**Provided information**
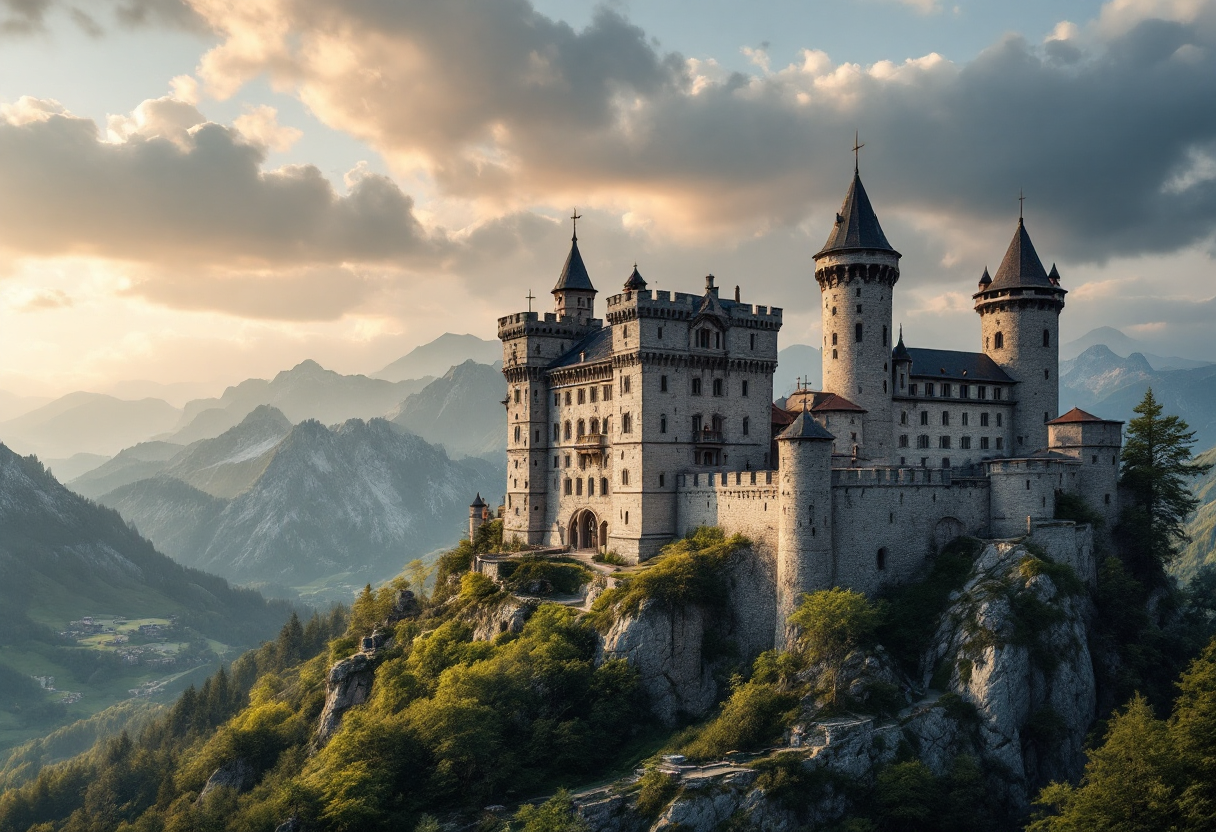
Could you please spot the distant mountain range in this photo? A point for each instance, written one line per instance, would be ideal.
(1124, 346)
(307, 391)
(1110, 387)
(266, 502)
(445, 352)
(462, 411)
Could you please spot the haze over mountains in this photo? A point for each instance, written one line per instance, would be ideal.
(285, 506)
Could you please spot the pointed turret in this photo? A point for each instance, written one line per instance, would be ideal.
(635, 282)
(1020, 265)
(574, 296)
(856, 225)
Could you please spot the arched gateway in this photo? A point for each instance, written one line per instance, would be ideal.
(586, 530)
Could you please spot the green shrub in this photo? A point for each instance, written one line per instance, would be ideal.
(753, 718)
(912, 611)
(687, 572)
(657, 791)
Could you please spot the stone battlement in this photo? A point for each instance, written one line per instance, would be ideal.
(660, 303)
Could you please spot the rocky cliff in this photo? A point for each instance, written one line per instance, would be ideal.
(1006, 691)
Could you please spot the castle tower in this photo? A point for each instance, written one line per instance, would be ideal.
(530, 343)
(1097, 444)
(1019, 320)
(574, 296)
(856, 271)
(478, 516)
(804, 528)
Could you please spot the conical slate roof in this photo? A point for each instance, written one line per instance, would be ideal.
(1020, 265)
(574, 274)
(856, 225)
(805, 427)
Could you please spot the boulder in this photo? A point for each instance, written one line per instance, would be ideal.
(349, 684)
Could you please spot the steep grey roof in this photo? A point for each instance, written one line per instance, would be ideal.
(1020, 265)
(805, 427)
(856, 225)
(952, 365)
(635, 282)
(574, 274)
(594, 347)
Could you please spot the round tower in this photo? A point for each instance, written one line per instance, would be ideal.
(1019, 320)
(856, 271)
(804, 528)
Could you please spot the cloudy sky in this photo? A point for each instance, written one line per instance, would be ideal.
(209, 190)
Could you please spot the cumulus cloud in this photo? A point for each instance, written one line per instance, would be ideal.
(500, 104)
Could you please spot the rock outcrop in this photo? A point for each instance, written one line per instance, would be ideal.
(235, 774)
(349, 684)
(1008, 681)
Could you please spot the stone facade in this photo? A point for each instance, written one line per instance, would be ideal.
(629, 431)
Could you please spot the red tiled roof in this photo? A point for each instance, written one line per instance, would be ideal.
(1077, 415)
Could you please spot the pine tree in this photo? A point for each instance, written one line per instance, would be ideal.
(1157, 464)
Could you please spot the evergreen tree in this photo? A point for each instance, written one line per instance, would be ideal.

**Task item**
Everything from the line with "Could you please spot the pine" through the last line of the entries is to be written out again, unchanged; nothing else belongs in the answer.

**The answer**
Could you please spot the pine tree in this photo? A point for each instance, written one line per instance, would be ideal.
(1157, 464)
Could you please spot the evergreen tree in this photo? A point for each instance, written one line per instance, would be ideal.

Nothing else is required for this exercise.